* [Text to read]
==============================

Since 2013, the Military Police uses three uniforms, including the Combat-Uniform (ACU), the Service Uniform (ASU) and the Ceremonial Uniform. Both of Service and Ceremonial uniforms are on black. The ACU usually it is the same pattern of the standard uniform of the Albanian Land Forces, but together with the service uniform, it distinguishes from other militaries officers by a blue brassard worn around the left upper arm, with the "MP" lettering in white. This patch is attached to the uniform by hook and loop fastener.

==Weapons==

| Weapon | Caliber / Type | Origin | Image | Details |
|---|---|---|---|---|
| Beretta ARX160 | 5.56×45mm | Italy |  |  |
| Beretta APX | 9×19mm | Italy |  |  |
| ASH-78 | 7.62×39mm | People's Socialist Republic of Albania |  |  |
| Heckler & Koch MG4 | 5.56×45mm | Germany |  |  |
| Sako TRG | 7.62×51mm 300 Winchester Magnum 338 Lapua Magnum | Finland |  |  |

=== Vehicles ===
Since the late 1990s, the Military Police mostly operates with two variants of the Iveco VM 90 military vehicle. The VM 90T Torpedo used as transport vehicle and the VM 90P Protetto which is used as armored vehicle for interventions in combat situations. However, the vehicle will remain in service until the completion of their lifecycle, since their replacement has started in 2015 in favor of Iveco LMV.

==============================

* [Data provided]
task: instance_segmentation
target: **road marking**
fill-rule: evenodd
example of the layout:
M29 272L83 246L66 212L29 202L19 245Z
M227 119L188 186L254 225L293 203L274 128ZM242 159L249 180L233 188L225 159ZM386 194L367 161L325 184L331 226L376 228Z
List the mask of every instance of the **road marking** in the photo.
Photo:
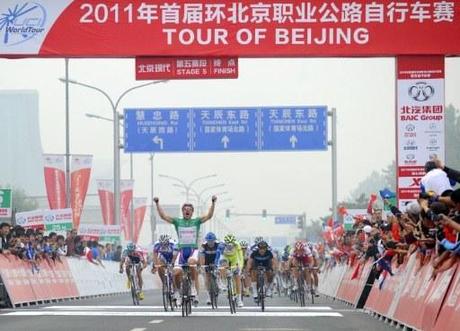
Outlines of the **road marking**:
M0 316L126 316L126 317L173 317L182 316L181 312L139 312L139 311L18 311ZM224 311L193 311L197 317L343 317L335 312L249 312L236 314Z
M219 306L219 309L230 309L229 306ZM50 306L50 307L41 307L42 310L47 309L56 309L56 310L107 310L107 309L133 309L133 310L143 310L143 309L164 309L163 306ZM197 310L212 310L211 306L200 306L194 308ZM258 306L246 306L243 308L238 308L238 310L254 310L260 309ZM296 307L296 306L266 306L266 311L324 311L332 310L328 306L306 306L306 307Z
M160 324L163 323L163 320L153 320L149 322L150 324Z

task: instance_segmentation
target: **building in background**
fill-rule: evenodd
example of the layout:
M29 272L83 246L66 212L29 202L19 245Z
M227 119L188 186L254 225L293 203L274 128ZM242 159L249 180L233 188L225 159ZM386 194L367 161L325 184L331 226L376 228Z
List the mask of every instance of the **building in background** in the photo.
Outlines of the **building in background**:
M0 90L0 185L45 195L38 92Z

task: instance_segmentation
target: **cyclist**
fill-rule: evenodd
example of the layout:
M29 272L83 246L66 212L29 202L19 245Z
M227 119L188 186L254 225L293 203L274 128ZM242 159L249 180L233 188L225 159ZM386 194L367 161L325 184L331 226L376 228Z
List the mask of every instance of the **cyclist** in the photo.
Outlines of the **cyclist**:
M221 277L225 277L226 268L230 267L230 271L235 276L235 294L236 304L238 308L243 307L241 300L241 268L244 265L243 250L233 234L227 234L224 237L224 242L219 245L220 258L219 266L223 267L221 270Z
M192 218L194 208L190 203L182 205L182 218L173 218L166 215L163 208L160 207L160 200L155 197L154 202L157 206L158 215L162 220L174 225L178 237L179 254L176 258L176 268L174 271L174 282L176 288L181 288L182 266L191 266L191 276L194 285L191 286L191 295L195 297L195 305L198 304L199 280L196 266L198 265L198 234L200 233L201 224L209 221L214 215L216 205L216 196L212 196L212 203L206 215ZM176 299L180 302L180 297Z
M248 261L249 261L249 255L250 255L250 250L249 248L249 243L246 240L241 240L240 241L240 247L241 250L243 251L243 270L242 270L242 279L241 279L241 285L243 288L243 295L245 297L249 296L249 289L251 287L251 277L249 277L249 274L246 272Z
M130 277L130 266L133 265L137 269L137 279L139 282L139 293L138 293L138 298L139 300L144 300L144 292L142 292L142 286L143 286L143 280L142 280L142 270L144 270L147 267L147 262L145 261L144 255L142 252L138 249L136 249L136 245L132 242L128 243L126 245L126 249L123 251L121 255L121 261L120 261L120 273L123 273L123 265L126 265L126 274L128 275L128 279ZM128 284L129 283L128 280Z
M257 248L253 250L248 262L248 271L251 272L252 281L252 296L257 300L257 268L264 267L265 275L267 277L267 291L266 295L272 295L273 283L273 270L276 270L276 260L273 253L268 249L269 246L266 241L260 241Z
M318 291L319 253L318 253L318 250L315 248L315 245L313 245L312 242L310 241L307 242L307 247L310 249L312 259L313 259L312 266L314 269L311 270L311 275L313 277L313 290L315 291L315 296L319 297L319 294L317 292Z
M312 267L313 266L313 256L305 243L302 241L297 241L294 245L294 249L292 250L291 256L289 258L289 268L293 269L293 276L294 276L294 286L293 290L297 290L297 284L299 279L299 270L297 267ZM308 269L304 270L304 278L307 281L308 286L312 286L312 279L310 275L310 271Z
M162 283L164 283L164 274L165 267L169 264L174 263L177 256L177 247L171 241L171 237L167 234L162 234L158 241L153 245L153 266L152 273L157 271L158 267L158 277ZM174 289L176 293L176 289ZM176 295L174 296L176 297Z
M219 242L214 233L209 232L204 237L205 242L200 247L200 265L205 265L205 284L206 289L208 290L208 298L206 299L206 304L211 304L211 297L209 296L209 284L211 281L210 274L210 265L218 265L220 252L218 250Z

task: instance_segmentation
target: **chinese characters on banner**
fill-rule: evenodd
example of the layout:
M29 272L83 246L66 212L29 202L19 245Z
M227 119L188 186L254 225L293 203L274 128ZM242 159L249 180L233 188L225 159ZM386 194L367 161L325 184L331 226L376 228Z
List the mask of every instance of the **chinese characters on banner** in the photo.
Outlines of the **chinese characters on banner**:
M404 208L419 196L425 163L445 160L444 57L398 57L397 77L397 185Z
M238 58L136 57L136 79L238 78Z
M459 8L440 0L36 0L18 8L2 0L14 24L0 55L458 55Z

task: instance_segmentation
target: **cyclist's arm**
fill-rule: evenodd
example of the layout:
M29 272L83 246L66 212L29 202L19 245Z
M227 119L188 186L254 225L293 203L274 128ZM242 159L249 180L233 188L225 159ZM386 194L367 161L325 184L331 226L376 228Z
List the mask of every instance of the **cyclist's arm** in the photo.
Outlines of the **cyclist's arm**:
M171 216L166 215L166 213L164 212L163 208L160 207L160 201L157 198L155 198L154 201L155 201L155 204L157 206L157 212L158 212L158 215L160 216L160 218L163 221L165 221L165 222L167 222L169 224L172 224L174 219Z
M214 208L216 206L216 200L214 198L215 197L213 197L213 199L212 199L211 207L209 208L208 213L206 215L204 215L204 216L201 216L201 223L209 221L212 218L212 216L214 215Z

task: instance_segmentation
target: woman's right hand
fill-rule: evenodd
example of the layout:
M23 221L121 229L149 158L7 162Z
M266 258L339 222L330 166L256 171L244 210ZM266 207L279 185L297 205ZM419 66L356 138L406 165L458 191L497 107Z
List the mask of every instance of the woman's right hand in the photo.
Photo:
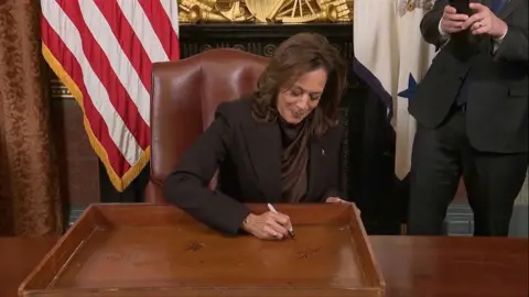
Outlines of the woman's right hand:
M250 213L242 224L242 229L262 240L282 240L289 237L292 228L287 215L267 211L262 215Z

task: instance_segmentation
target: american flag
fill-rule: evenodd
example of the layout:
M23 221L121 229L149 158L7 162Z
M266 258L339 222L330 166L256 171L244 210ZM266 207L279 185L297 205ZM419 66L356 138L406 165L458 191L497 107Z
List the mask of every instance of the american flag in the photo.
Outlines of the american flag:
M42 52L117 190L150 156L152 63L180 58L176 0L41 0Z

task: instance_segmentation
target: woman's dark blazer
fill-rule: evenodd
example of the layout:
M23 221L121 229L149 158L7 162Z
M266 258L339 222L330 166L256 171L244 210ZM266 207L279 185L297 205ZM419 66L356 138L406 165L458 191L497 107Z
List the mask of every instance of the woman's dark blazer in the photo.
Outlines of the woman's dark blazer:
M236 234L250 210L244 202L281 201L281 132L257 122L251 97L219 105L215 120L183 154L164 184L173 204L210 228ZM310 141L304 202L338 196L342 123ZM218 168L216 190L207 186Z

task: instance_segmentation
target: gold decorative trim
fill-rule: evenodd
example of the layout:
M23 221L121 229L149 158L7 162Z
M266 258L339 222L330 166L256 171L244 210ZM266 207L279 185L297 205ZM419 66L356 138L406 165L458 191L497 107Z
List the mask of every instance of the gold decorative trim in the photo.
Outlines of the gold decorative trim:
M181 23L350 22L354 0L179 0Z

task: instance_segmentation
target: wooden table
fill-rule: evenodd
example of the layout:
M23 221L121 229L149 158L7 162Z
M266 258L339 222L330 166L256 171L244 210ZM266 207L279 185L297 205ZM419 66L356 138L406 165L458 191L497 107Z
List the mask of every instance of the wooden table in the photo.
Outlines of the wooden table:
M0 296L17 288L56 238L0 238ZM528 240L370 237L388 297L527 297Z

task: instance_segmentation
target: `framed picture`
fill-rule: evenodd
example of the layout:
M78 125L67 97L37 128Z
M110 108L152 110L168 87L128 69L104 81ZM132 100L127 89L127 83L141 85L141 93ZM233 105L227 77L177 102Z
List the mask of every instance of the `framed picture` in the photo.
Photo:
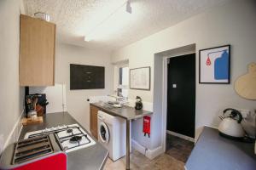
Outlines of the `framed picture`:
M150 67L130 69L130 88L150 90Z
M199 50L199 83L230 82L230 45Z

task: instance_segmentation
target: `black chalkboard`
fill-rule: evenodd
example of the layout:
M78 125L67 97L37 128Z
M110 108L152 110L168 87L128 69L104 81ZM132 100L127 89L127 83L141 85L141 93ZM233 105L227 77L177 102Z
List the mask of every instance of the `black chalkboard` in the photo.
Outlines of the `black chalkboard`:
M105 67L70 64L70 89L105 88Z

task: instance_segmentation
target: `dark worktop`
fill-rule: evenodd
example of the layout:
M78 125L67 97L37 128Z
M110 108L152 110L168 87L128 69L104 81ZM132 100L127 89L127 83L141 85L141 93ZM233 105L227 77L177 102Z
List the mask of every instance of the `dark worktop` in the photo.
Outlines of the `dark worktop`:
M133 107L129 107L126 105L124 105L120 108L110 108L106 107L106 105L102 102L90 103L90 105L98 107L101 110L108 112L110 115L120 116L127 120L137 119L152 114L151 111L135 110Z
M204 127L185 167L187 170L255 170L254 143L242 143L218 135Z
M79 124L70 116L68 112L49 113L44 117L43 123L23 126L20 135L20 139L24 139L24 136L27 132L41 130L46 128L57 127L58 125L74 123ZM83 128L83 126L81 127ZM89 133L86 129L84 128L83 129ZM67 153L67 169L103 169L104 164L108 156L108 151L101 144L99 144L92 135L90 135L90 137L96 141L96 144L89 146L88 148L83 148Z

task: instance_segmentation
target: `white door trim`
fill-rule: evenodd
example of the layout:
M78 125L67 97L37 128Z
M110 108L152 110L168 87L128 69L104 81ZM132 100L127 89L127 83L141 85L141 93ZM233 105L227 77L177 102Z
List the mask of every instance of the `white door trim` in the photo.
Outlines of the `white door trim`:
M163 150L166 149L166 125L167 125L167 65L168 59L172 57L178 57L181 55L195 54L195 51L188 53L178 54L175 55L170 55L163 57L163 92L162 92L162 145ZM195 64L196 65L196 64Z

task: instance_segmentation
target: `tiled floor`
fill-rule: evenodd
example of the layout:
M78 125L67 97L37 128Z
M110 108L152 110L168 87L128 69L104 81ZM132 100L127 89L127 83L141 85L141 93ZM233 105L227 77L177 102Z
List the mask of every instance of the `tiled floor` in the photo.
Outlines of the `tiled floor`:
M193 148L194 142L190 142L170 134L166 135L166 153L178 161L186 162Z
M194 144L182 139L167 135L167 151L153 160L133 150L131 154L131 169L136 170L184 170L184 162ZM125 170L125 156L116 162L108 159L104 170Z
M162 154L154 160L149 160L137 150L131 155L131 169L136 170L183 170L184 163L177 161L167 154ZM125 170L125 156L113 162L108 159L104 170Z

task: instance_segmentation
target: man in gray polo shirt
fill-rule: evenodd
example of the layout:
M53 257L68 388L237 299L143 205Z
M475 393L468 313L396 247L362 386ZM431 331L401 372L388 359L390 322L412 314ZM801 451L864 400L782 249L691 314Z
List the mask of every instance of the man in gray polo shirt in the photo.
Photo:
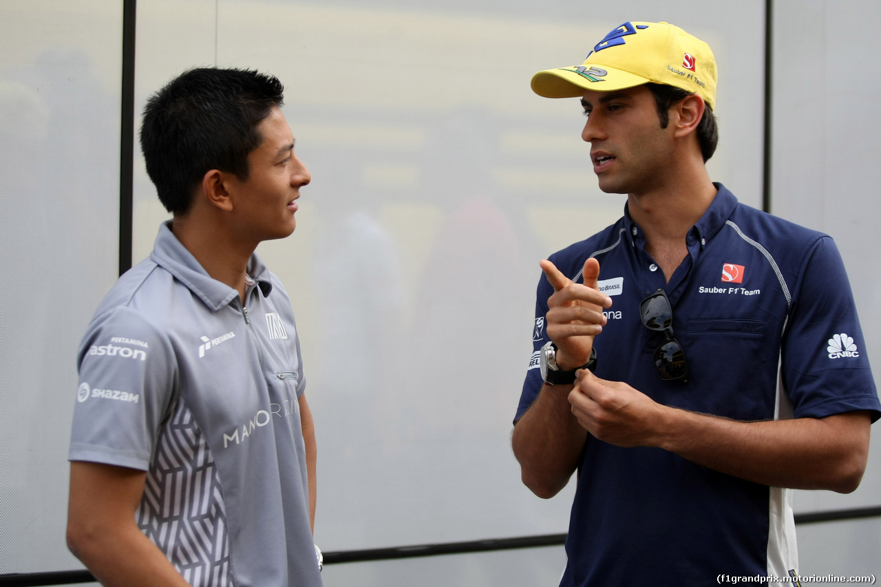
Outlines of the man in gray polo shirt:
M174 214L81 343L67 539L105 585L322 584L315 443L281 282L309 172L255 71L198 69L154 94L141 146Z

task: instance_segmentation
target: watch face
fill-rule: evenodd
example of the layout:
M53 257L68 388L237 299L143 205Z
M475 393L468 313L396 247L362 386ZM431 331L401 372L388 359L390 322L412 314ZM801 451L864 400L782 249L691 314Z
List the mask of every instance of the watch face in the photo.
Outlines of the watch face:
M538 353L538 366L541 368L542 372L542 381L548 380L548 360L550 359L550 354L554 353L554 348L552 346L553 343L547 343L542 346L541 352Z

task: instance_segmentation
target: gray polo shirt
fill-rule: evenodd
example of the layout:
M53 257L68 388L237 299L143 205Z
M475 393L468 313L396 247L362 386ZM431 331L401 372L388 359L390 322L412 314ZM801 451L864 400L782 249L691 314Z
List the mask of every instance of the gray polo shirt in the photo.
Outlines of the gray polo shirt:
M147 472L137 521L191 584L321 585L287 293L255 255L243 306L170 228L83 338L69 457Z

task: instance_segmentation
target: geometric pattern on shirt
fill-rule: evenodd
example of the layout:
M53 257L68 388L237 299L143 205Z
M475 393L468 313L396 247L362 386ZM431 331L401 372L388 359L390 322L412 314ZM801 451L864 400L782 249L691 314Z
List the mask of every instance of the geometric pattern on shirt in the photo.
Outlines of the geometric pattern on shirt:
M233 587L220 479L181 398L162 427L135 519L191 585Z

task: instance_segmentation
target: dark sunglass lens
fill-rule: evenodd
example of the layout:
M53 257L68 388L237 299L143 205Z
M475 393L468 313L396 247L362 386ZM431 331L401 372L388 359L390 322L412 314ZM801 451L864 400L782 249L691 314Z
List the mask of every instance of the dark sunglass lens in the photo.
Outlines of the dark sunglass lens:
M673 309L667 298L661 294L643 300L640 310L642 312L642 323L653 331L668 329L673 323Z
M668 340L655 352L655 367L662 379L681 379L687 371L685 353L675 340Z

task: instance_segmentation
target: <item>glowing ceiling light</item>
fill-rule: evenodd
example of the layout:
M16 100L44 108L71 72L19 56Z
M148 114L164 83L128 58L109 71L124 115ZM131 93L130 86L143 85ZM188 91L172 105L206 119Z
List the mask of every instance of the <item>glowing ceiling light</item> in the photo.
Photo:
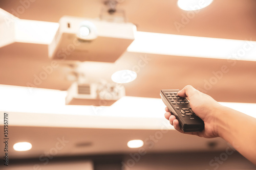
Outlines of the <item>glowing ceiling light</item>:
M204 8L210 5L213 0L179 0L178 6L185 11L194 11Z
M13 145L13 149L17 151L26 151L32 148L32 144L29 142L18 142Z
M127 143L127 145L130 148L138 148L143 146L144 142L141 140L132 140Z
M129 69L117 71L111 76L113 81L117 83L131 82L137 78L137 74Z
M256 61L256 41L137 31L129 52Z

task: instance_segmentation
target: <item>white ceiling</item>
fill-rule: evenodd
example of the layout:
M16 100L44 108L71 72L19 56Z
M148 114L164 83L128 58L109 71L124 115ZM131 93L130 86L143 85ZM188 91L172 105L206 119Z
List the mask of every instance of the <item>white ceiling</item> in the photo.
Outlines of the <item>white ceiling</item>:
M179 30L174 23L182 23L183 16L187 13L179 9L176 3L176 0L127 0L118 8L125 10L128 21L135 24L140 31L256 41L255 1L214 0ZM16 11L21 5L19 0L0 2L0 8L10 13ZM99 0L35 1L17 16L57 22L63 15L98 18L103 7L103 1ZM131 69L137 64L140 56L151 60L138 72L135 81L124 85L127 96L159 98L161 89L181 89L187 84L205 89L206 82L214 76L213 72L227 65L229 71L209 88L207 93L219 102L256 103L255 62L236 61L233 66L226 60L126 52L114 63L82 64L86 66L86 75L91 80L110 81L115 71ZM33 82L35 75L42 70L42 66L49 65L51 62L47 45L16 42L3 47L0 48L0 84L26 86L28 82ZM72 83L66 76L72 71L73 68L60 65L37 87L66 90ZM163 109L159 112L163 116ZM10 115L13 121L10 122L10 145L22 140L30 141L33 145L27 152L16 152L11 148L10 154L15 158L38 157L54 147L56 139L62 136L70 142L58 152L59 156L136 152L126 147L127 140L137 138L145 140L161 132L161 121L165 120L163 118L149 118L148 123L158 122L149 128L138 127L145 122L139 118L112 117L111 123L119 124L108 126L110 117L20 112L11 112ZM48 121L51 123L48 124ZM76 125L77 121L80 126ZM101 126L97 127L98 125ZM152 143L148 143L145 149L148 152L210 151L207 142L212 141L219 143L216 150L226 148L226 142L219 138L202 139L170 130L159 141L154 142L153 148L149 148ZM77 147L78 143L84 142L83 147Z

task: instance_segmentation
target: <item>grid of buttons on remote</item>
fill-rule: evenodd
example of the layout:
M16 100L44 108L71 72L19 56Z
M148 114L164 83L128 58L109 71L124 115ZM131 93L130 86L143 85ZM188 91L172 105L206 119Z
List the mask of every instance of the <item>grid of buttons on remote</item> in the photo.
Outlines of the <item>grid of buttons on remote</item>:
M197 116L190 106L187 107L187 104L189 104L189 102L186 98L179 96L177 92L165 92L165 93L176 109L180 110L179 112L182 117L187 116L189 119L194 119Z

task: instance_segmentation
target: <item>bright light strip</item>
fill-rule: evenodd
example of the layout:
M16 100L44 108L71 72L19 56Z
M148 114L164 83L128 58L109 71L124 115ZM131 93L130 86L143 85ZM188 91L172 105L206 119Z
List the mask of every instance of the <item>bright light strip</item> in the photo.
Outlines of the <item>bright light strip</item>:
M141 140L132 140L127 143L127 145L130 148L138 148L143 146L144 142Z
M80 35L82 37L88 36L90 34L90 29L87 27L82 26L80 28Z
M15 19L14 41L49 44L58 27L56 22ZM137 32L135 40L127 50L171 56L256 61L256 41L250 40Z
M111 79L117 83L127 83L137 78L137 73L129 69L119 70L113 73Z
M59 23L17 19L15 27L16 42L49 44L56 34Z
M32 144L29 142L18 142L13 145L13 149L16 151L26 151L32 148Z
M194 11L204 8L210 5L213 0L179 0L178 6L185 11Z
M256 61L256 41L137 32L128 52Z
M66 91L3 85L0 94L0 110L10 112L163 118L165 107L160 99L132 96L123 97L110 107L66 105ZM256 118L251 111L256 104L220 103Z

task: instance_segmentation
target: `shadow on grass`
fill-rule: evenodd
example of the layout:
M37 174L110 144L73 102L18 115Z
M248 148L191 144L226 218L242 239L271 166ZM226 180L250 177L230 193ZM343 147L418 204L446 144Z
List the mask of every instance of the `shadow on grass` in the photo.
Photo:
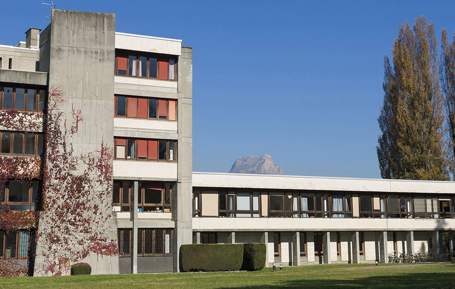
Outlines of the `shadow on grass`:
M454 270L455 271L455 270ZM330 278L329 272L327 272L327 278ZM268 288L283 288L283 289L319 289L336 288L348 289L361 288L366 289L417 289L433 288L448 289L455 288L455 272L450 273L416 273L414 274L400 274L393 275L383 275L349 280L334 279L302 279L292 280L276 280L268 285L238 286L236 288L242 289L265 289ZM228 289L228 287L221 287L219 289Z

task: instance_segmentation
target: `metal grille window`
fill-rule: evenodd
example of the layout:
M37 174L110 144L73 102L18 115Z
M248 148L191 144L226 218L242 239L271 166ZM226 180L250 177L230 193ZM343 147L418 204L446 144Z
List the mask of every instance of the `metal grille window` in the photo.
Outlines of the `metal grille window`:
M138 229L137 254L172 256L172 229Z

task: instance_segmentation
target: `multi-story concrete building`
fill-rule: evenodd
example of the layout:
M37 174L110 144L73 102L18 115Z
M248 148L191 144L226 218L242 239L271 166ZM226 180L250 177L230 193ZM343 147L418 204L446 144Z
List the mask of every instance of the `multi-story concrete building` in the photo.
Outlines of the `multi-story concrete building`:
M260 242L267 265L386 262L442 254L443 232L453 249L453 182L193 173L192 48L112 14L51 20L0 46L4 261L178 272L182 244Z

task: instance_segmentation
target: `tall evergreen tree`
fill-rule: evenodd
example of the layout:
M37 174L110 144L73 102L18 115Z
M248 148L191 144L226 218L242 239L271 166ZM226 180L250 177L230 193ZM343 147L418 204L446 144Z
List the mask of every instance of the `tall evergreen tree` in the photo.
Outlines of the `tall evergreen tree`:
M443 29L441 42L440 76L445 98L448 135L446 142L450 156L450 170L452 178L455 178L455 33L452 44L450 45L447 31Z
M384 61L384 100L376 147L384 178L448 179L443 141L444 98L435 27L425 16L400 25Z

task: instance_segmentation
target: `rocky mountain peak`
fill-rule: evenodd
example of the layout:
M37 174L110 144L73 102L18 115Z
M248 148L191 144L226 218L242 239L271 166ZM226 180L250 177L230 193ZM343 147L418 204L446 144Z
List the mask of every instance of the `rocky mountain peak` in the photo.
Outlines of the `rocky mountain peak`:
M253 173L262 175L282 175L281 166L273 163L268 153L262 156L249 156L239 157L232 165L229 172Z

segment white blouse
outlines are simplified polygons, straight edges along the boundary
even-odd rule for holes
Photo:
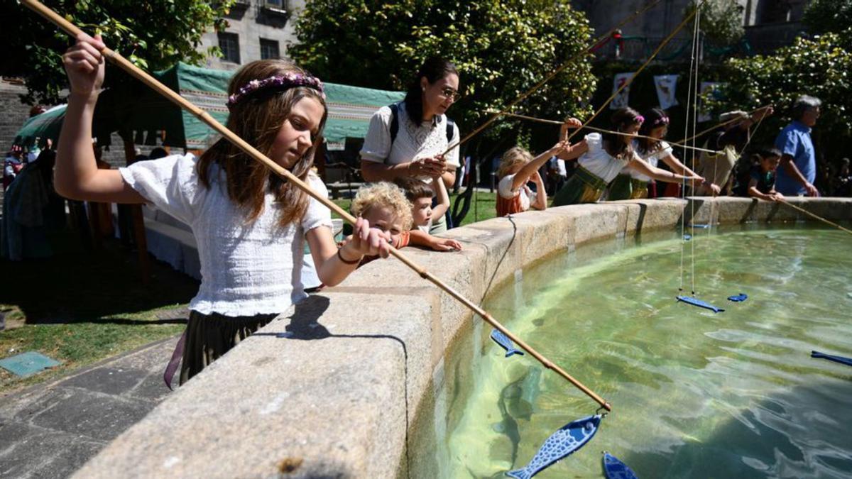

==============================

* [Task list]
A) In the passage on the Albanian Military Police, what color is the brassard worn around the left upper arm?
B) Extend the passage on the Albanian Military Police by writing what follows its final sentence.

* [Solved tasks]
A) Blue, with the "MP" lettering in white.

B)
In 2015, four Iveco LMV armored vehicles were made available to the MP. These vehicles will serve to increase the technical and operational capacities of the Military Police missions and duties as well as to develop, complete and increase the operational level of the unit to perform difficult operations in high-risk areas and beyond.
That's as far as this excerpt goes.